Figure 2 shows the performance of the logistic regression and support vector classifiers stratified by disease severity. For MD slope progression, cp-RNFL predictions from the support vector classifier and logistic regression resulted in the highest AUCs for eyes with suspect glaucoma, and the AUCs decreased with increasing disease severity. In contrast, GC-IPL predictions from the support vector classifier yielded the highest AUCs for eyes with moderate or advanced glaucoma and the lowest AUCs for suspect or mild disease. However, these trends across disease severity were not statistically significant. The AUCs for the statistical and machine learning models were statistically similar regardless of disease stage and the respective prediction types.
For GPA-like progression,
Figure 2 demonstrates that cp-RNFL, GC-IPL, and the combined predictions resulted in the highest AUCs in eyes with suspect glaucoma. The AUCs generally decreased with increasing disease severity. For the logistic regression, the AUCs were significantly different between suspect and moderate or advanced disease for cp-RNFL (
P < 0.001), GC-IPL (
P = 0.04), and the combined predictions (
P = 0.01). These differences between suspect and moderate or advanced disease were also significant for the support vector classifier when using GC-IPL and the combined predictions, but not when using cp-RNFL predictions. Like the MD progressors, the AUCs between the logistic regression and support vector classifiers were statistically similar across each disease stage and respective prediction type.

» Stored data:
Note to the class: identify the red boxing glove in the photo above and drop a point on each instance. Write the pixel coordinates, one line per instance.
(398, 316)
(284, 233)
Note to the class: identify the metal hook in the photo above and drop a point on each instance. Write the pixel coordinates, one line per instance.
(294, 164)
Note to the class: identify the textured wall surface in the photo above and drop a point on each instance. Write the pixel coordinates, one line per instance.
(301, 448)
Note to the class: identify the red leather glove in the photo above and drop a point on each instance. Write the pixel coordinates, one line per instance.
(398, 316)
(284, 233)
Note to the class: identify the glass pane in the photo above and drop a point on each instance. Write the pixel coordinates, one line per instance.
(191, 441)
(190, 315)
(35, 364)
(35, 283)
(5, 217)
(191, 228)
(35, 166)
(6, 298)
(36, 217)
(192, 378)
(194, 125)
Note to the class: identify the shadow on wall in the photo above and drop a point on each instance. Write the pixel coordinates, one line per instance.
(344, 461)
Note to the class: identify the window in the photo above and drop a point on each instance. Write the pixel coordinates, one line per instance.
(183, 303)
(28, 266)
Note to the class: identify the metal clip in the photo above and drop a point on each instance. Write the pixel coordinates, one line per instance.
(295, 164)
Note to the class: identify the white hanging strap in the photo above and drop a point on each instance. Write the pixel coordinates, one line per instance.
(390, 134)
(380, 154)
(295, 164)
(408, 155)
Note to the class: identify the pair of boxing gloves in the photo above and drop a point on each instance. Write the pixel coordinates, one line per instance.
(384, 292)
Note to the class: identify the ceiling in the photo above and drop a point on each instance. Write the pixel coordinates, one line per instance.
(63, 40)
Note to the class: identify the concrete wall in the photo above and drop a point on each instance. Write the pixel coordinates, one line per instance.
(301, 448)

» Brief: List every P value reported in the passage on glaucoma progression, along with the prediction type each one belongs to. The data stand apart from the passage on glaucoma progression and are not part of it.

» Answer to this exercise:
cp-RNFL: P < 0.001
GC-IPL: P = 0.04
Combined predictions: P = 0.01